Task objective = In the excerpt on fears about childbirth, what medication did the first writer take during the last month of pregnancy to prevent an outbreak?

Page excerpt =
┌──

Having to have a c-section. It's honestly the main reason I wanted to go/went med-free, to give myself the best chance at vaginal birth. (It also meant I was doing every trick in the book from 37 weeks on to get baby into a good position and encourage labor.)

That being said, I had to come to terms with the fact that a c-section was a possibility and it might be beyond my control. Being HSV+ (Herpes Simplex Virus), my biggest fear was losing my chance at a vaginal birth with a late pregnancy outbreak. Despite taking prophylactic Valtrex in the last month, I got a lesion a week before my EDD (Estimated Due Date). Probably due to stress/anxiety/hormones shifting with labor on the horizon. At that point, I was having regular periods of BH (Braxton Hicks contractions), so I was terrified of going into labor before I was healed. Let me tell you, I am now a firm believer in positive thinking, and it doesn't hurt if you also have friends praying for you. I firmly told my body to hold off on labor until my EDD. The BH stopped completely. I commenced with a lot of self care to heal as quickly as possible. Wouldn't you know, my water broke spontaneously shortly after midnight on my EDD, contractions started 15 minutes later, and 12 hours later I had a beautiful med-free hospital delivery.

Interesting moment from labor: I had just made it through transition and was told I could start pushing. I had been way deep in labor-land, but the second my midwife gave the green light for pushing, I snapped into clarity and had my first RAWR MAMA BEAR moment and asked her to double check and make sure I was completely healed (even though I knew I was) just in case because I couldn't handle the possibility of hurting my baby girl.

- NgM - Wow, everyone. Very, very powerful, these thoughts.

As you women spoke about luck running out, I totally remembered that after you said it. I'd never had a miscarriage (still haven't), really didn't have any problems during the pregnancies, no bleeding or anything... and I was a doula pregnant with 2 and 3, so knew way too much at that point to be non-chalant. I was so scared something was going to smack me upside my head and I would be one of most who've experienced so many things going wrong.

My things that went wrong (shoulder dystocia, post-dates, SROM [Spontaneous Rupture of Membranes]  for days) were not anticipated, so didn't terrify me. Much scarier were the unknowns. I think it's part of why I play out the worst-case-scenario with clients; it can really help name the fear and put it in its place.

I see it like this.

The fear is the mouse in the corner, but all you can see is its huge, long, ugly shadow on the wall. Talking about the fear gives mom a flashlight to peer into the darkness and, hopefully, see the scary thing really isn't that giant shadow, but a small mouse that's lost its way. Please don't think I'm diminishing the fears' grasp, but offering a way for moms to face the worst and then be able to put it in a box and set it aside when they can. If that helps someone here, I'm glad.

└──

Given information =
┌──

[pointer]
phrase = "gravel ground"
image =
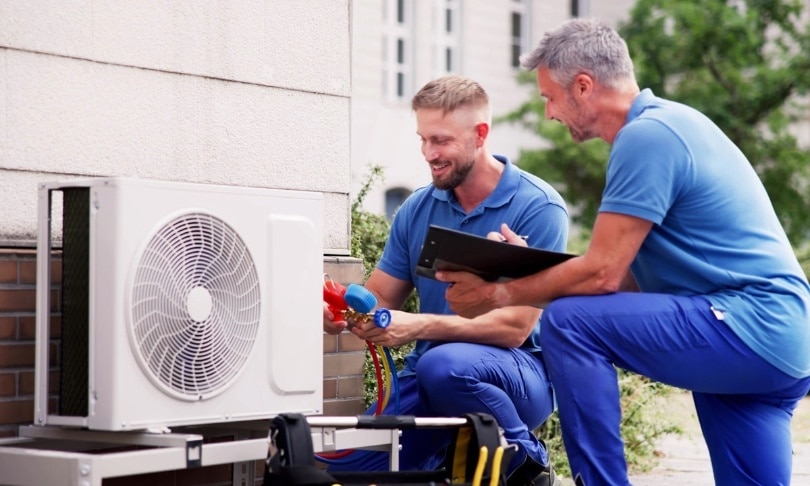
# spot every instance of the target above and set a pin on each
(684, 459)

└──

Expected answer = Prophylactic Valtrex.